# EXERCISE
Set all the entries down once more, with nothing altered.

(INPUT FOR THIS TASK)

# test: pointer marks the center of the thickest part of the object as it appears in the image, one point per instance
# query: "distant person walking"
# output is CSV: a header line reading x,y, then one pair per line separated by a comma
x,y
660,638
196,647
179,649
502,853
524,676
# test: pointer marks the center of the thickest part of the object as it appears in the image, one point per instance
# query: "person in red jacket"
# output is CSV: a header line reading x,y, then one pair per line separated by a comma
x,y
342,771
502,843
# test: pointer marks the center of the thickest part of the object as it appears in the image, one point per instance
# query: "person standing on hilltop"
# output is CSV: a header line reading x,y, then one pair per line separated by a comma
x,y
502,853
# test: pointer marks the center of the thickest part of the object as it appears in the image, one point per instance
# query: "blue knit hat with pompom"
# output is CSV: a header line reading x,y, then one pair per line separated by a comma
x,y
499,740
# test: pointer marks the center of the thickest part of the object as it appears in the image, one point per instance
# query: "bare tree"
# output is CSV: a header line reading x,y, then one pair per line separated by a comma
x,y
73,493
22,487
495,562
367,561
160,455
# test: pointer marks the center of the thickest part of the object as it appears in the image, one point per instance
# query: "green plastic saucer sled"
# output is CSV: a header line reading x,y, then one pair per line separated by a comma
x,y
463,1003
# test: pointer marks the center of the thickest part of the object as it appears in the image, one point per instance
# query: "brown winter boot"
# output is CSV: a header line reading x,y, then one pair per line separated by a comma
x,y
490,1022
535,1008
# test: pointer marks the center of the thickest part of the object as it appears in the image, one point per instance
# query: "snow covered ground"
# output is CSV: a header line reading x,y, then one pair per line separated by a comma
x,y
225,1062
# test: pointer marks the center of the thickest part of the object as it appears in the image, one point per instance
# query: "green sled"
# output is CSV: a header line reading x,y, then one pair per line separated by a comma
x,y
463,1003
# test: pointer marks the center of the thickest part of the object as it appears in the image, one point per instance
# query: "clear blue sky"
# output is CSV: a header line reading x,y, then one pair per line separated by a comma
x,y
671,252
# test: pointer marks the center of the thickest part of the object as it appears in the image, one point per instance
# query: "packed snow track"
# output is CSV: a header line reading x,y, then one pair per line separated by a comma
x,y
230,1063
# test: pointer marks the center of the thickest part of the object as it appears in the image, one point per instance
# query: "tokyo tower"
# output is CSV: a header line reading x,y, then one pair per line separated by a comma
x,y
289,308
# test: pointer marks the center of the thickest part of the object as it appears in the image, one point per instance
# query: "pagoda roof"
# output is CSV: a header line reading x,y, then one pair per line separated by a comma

(End INPUT FOR THIS TASK)

# RESULT FOR THIS TASK
# test: pointer marks the center of the thickest part of the object as it appears in the image, one point per instance
# query: "distant person walking"
# output is CSV: a header line reading x,y, then one pair per line separated by a comma
x,y
660,638
196,647
179,649
502,853
524,676
# test: pointer marks the center of the thickest part of the object as it appears in the image, one point per instance
# query: "person in red jacket"
# output is CSV: a header line reading x,y, then one pair per line separated by a comma
x,y
342,771
502,843
# test: pointer marks the center of the thickest part of the object as it appears in the image, one point per instance
# query: "person standing on hilltop"
# output is CSV: a header line reading x,y, then one pair per line separated by a comma
x,y
502,853
# test: pointer marks the center of the thickest part of the object as it appears in the image, one point per instance
# query: "blue knit hat with pompom"
# output is CSV: a header line reading x,y, then one pair per line separated by a comma
x,y
499,740
# test: pointer marks the center of the thickest part of the object as it appears in the image, one point per instance
# query: "bare tree"
# output is CSV: a header line reading x,y, then one pair per line separated by a comma
x,y
73,493
22,487
495,562
367,561
160,455
# test: pointer marks the center of the thickest part of the object as it appears in the image, one point per instance
# query: "green plastic saucer sled"
# output is CSV: a header line reading x,y, then one pair per line separated by a comma
x,y
463,1003
# test: pointer marks the center of the thickest part of the object as it appears in the image, one point per instance
# query: "brown winter boot"
# output is CSV: a header line reading x,y, then one pair per line separated by a comma
x,y
490,1022
535,1008
# test: pointer marks the center of the thickest part of the object as it appears in the image, one point per instance
# query: "snow covered ground"
# output is CSV: a header line reading x,y, then one pair per line separated by a comma
x,y
225,1062
# test: pointer marks the center of the thickest part of the object as it appears in the image, one point per instance
# query: "green sled"
# output is CSV: a header line reading x,y, then one pair per line separated by a comma
x,y
463,1003
# test: pointer marks the center of the thickest part of the object as it appears in the image, one point per instance
# query: "clear blue sky"
# output is CSV: a header line reading x,y, then one pair per line separated by a comma
x,y
671,252
# test: pointer marks the center of the thickest part of the object as it appears in the image, one point per instance
# query: "packed snow track"
# output is CSV: a header line reading x,y, then one pair per line separated by a comma
x,y
230,1063
# test: pointer marks the center of the thickest part of the object as it appears in the image, one point per instance
# query: "tokyo tower"
# output is CSV: a header line reading x,y, then one pair per line separated by a comma
x,y
289,308
# test: pointer marks the center of the thickest part of the object as it appears in the image, one point per instance
# query: "pagoda roof"
# output is CSV: a header line reading x,y, then one pair per line separated by a comma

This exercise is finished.